● WRITTEN TASK 1:
In the interview about Melting Point, how many Russian Jews did the author's great-grandfather help get to Texas?

---- TEXT SEGMENT

When the new book, Melting Point by Rachel Cockerell came across our desk, we knew we needed to read it with archival search fields at the ready. It’s a miraculous document and, in its own way, a refreshing, insightful and engrossing account of the American Jewish experience traced from an idea of Zion, to a pilgrimage to Galveston Texas, to the theaters of New York City, and to Jewish family homes in London, before, during, and after WW2. Indeed, Melting Point is a family story that’s actually the story of the modern Zionist movement and its offshoots. It’s a nonfiction book that takes an unconventional form, relying on primary sources—newspaper clippings, letters, interviews—and that’s it.
Cockerell has created a novelistic portrait of a family, a movement, of a pogrom-fearing wave of Jewish immigration to America from Russia, and of the Jewish philanthropists who funded these endeavors. It’s a polyphonic story that’s center is this curator who refuses to be seen. There has been a good amount of coverage of the book, released last year in the UK and last month in the US. We interviewed her a few weeks ago over Zoom. What follows is a slightly edited version of that conversation.
Berman Archive: For those not familiar with Melting Point, what is this book about and how did you go about writing it?
Rachel Cockerell: The short answer is that it’s about my great-grandfather who helped 10,000 Russian Jews get to Texas in the early 20th century. The longer answer is that it’s a story about migration and assimilation. It’s partly about my family, and partly about the founding of Zionism and how that led to my family ending up in London, which seems like a strange trajectory, but I traced my family’s roots further and further back and found that the reason my family is where they are now is because of Theodor Herzl, who founded modern Zionism. So it’s really a story of the melting pot of America and the melting pot of London.

--------

● WRITTEN TASK 2:
Copy the listing starting at the line containing "Each instance of the carved stone face" and ending at the end of the listing. Leave out the pictures.

---- THE INPUT

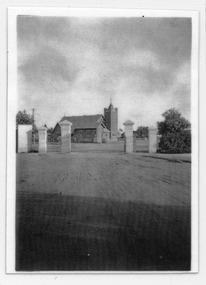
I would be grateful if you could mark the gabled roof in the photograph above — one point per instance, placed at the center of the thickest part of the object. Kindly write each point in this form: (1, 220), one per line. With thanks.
(84, 122)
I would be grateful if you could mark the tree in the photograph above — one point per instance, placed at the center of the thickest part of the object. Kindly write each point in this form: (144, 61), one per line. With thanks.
(142, 132)
(175, 132)
(24, 118)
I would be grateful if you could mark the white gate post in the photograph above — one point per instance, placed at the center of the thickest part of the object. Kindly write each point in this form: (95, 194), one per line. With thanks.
(24, 138)
(152, 140)
(128, 136)
(42, 131)
(65, 136)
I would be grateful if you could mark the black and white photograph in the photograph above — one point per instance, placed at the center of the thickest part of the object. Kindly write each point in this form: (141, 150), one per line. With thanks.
(104, 126)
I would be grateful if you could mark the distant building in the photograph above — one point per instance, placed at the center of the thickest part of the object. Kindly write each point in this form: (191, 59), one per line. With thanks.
(85, 129)
(111, 121)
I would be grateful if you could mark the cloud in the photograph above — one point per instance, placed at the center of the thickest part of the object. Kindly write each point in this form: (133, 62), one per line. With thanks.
(74, 65)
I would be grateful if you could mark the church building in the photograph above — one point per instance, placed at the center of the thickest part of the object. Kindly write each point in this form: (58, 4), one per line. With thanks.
(91, 128)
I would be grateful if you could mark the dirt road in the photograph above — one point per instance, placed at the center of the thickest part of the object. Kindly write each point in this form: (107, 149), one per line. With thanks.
(102, 211)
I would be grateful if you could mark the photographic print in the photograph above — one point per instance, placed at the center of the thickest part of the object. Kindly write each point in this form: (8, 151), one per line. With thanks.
(103, 135)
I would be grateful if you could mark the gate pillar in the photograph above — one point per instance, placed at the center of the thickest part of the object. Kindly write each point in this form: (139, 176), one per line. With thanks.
(128, 136)
(24, 138)
(152, 140)
(65, 136)
(42, 131)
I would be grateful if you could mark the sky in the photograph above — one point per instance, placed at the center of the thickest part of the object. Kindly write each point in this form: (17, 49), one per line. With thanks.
(75, 66)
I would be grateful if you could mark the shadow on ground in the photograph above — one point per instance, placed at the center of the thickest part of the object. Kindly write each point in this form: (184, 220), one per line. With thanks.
(56, 232)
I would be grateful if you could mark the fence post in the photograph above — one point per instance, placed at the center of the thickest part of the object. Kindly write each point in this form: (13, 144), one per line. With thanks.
(65, 136)
(152, 140)
(42, 131)
(128, 136)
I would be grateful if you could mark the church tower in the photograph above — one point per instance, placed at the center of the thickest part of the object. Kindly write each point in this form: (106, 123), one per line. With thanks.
(111, 121)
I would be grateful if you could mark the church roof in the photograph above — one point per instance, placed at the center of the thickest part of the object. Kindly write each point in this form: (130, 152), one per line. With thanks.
(84, 122)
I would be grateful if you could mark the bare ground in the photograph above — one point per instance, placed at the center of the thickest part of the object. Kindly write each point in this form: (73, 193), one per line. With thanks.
(102, 211)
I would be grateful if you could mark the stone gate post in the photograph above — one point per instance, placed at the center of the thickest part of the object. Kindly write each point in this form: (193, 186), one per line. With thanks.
(152, 140)
(128, 136)
(65, 136)
(42, 132)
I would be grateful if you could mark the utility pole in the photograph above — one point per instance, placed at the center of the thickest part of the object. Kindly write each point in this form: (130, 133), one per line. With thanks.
(33, 125)
(33, 114)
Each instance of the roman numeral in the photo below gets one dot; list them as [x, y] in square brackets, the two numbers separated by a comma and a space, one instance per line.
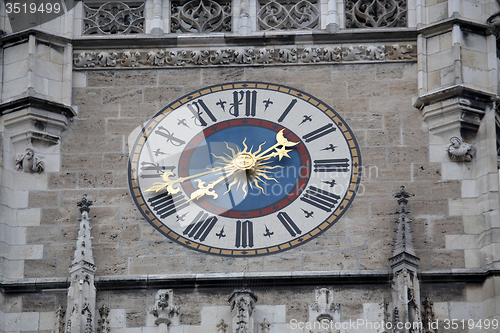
[200, 227]
[288, 108]
[319, 133]
[166, 204]
[287, 222]
[332, 165]
[319, 198]
[244, 234]
[250, 103]
[198, 112]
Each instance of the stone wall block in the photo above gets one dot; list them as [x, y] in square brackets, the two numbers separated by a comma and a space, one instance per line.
[63, 180]
[407, 154]
[42, 235]
[163, 95]
[87, 96]
[104, 144]
[122, 95]
[122, 126]
[133, 249]
[43, 199]
[447, 259]
[95, 179]
[40, 268]
[426, 171]
[288, 261]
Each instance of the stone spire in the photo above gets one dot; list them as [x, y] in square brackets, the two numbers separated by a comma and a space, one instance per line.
[82, 293]
[403, 255]
[404, 264]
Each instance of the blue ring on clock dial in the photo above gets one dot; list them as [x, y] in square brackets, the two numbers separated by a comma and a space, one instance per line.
[203, 152]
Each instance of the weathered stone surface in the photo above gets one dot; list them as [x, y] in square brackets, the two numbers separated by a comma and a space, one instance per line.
[43, 199]
[40, 268]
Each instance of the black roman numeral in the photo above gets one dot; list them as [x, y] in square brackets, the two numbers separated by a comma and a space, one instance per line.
[200, 227]
[319, 133]
[198, 112]
[290, 226]
[319, 198]
[244, 234]
[332, 165]
[288, 108]
[250, 103]
[166, 204]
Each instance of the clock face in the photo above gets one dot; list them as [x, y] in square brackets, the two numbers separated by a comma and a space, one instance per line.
[244, 169]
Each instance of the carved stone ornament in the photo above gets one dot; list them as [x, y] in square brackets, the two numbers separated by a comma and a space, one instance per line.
[460, 151]
[28, 162]
[288, 15]
[265, 326]
[428, 315]
[59, 328]
[222, 326]
[200, 16]
[375, 13]
[104, 321]
[343, 53]
[113, 18]
[164, 310]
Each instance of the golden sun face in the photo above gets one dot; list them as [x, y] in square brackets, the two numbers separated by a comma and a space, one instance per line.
[244, 167]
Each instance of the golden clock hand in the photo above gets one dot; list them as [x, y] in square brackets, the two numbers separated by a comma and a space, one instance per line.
[209, 189]
[168, 183]
[281, 141]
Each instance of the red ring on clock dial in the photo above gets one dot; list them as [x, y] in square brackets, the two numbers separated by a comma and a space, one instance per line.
[302, 179]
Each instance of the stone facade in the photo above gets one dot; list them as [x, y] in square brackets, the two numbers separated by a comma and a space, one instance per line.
[77, 96]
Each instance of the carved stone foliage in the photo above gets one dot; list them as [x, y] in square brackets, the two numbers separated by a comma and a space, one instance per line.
[246, 56]
[460, 151]
[104, 321]
[375, 13]
[242, 309]
[28, 162]
[288, 14]
[201, 16]
[164, 310]
[113, 18]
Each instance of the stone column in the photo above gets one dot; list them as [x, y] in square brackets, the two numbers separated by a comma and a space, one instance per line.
[404, 264]
[80, 313]
[332, 17]
[244, 27]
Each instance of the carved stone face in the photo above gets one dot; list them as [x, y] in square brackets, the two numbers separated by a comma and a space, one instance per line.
[29, 154]
[455, 142]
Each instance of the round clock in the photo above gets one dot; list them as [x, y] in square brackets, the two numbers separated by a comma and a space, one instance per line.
[244, 169]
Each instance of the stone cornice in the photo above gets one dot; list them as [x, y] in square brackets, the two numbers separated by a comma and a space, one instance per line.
[447, 25]
[23, 35]
[313, 37]
[454, 92]
[214, 280]
[40, 103]
[245, 56]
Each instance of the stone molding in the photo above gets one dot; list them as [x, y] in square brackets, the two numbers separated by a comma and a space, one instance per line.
[213, 280]
[457, 107]
[245, 56]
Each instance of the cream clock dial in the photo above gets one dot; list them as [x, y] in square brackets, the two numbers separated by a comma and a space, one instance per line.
[244, 169]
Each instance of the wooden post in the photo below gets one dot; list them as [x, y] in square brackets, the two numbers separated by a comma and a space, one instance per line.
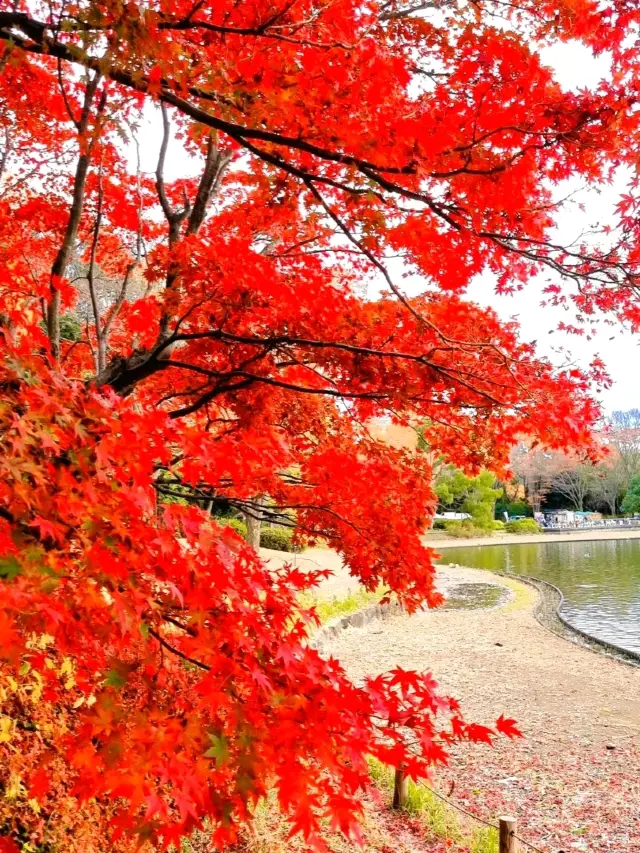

--------

● RESULT 1:
He helped 10,000 Russian Jews get to Texas in the early 20th century.

● RESULT 2:
Each instance of the carved stone face in the photo above gets one dot; list them as [x, y] in square brackets, the two numbers separated by a comma and a space, one instance per line.
[29, 154]
[455, 142]
Each instance of the round clock in the photo above gets one dot; list them as [x, y] in square brackets, the two numbers separated by a comma and a space, one instance per line.
[244, 169]
Each instance of the stone cornice in the photo above gets one dot; list them as [x, y] in square brackets, the two numbers separated by a comma and a space, one instance per line.
[447, 25]
[23, 35]
[313, 37]
[454, 92]
[214, 280]
[40, 103]
[245, 56]
Each instance of the stone molding in the photo above gets one dot; list them as [x, y] in square brackets, the two numbers separated by a comma and a space, one instance per line.
[213, 280]
[457, 107]
[245, 56]
Each instance of the cream clock dial in the photo above gets one dot; list them as [x, y] in square brackets, the two numbers separated by a comma and a space, one instance per line.
[244, 169]
Each instance of the wooden post in the photo below gets one dot; list them as [x, y] in square brackets, the two numbers separated by a comma and a space, one instance per line.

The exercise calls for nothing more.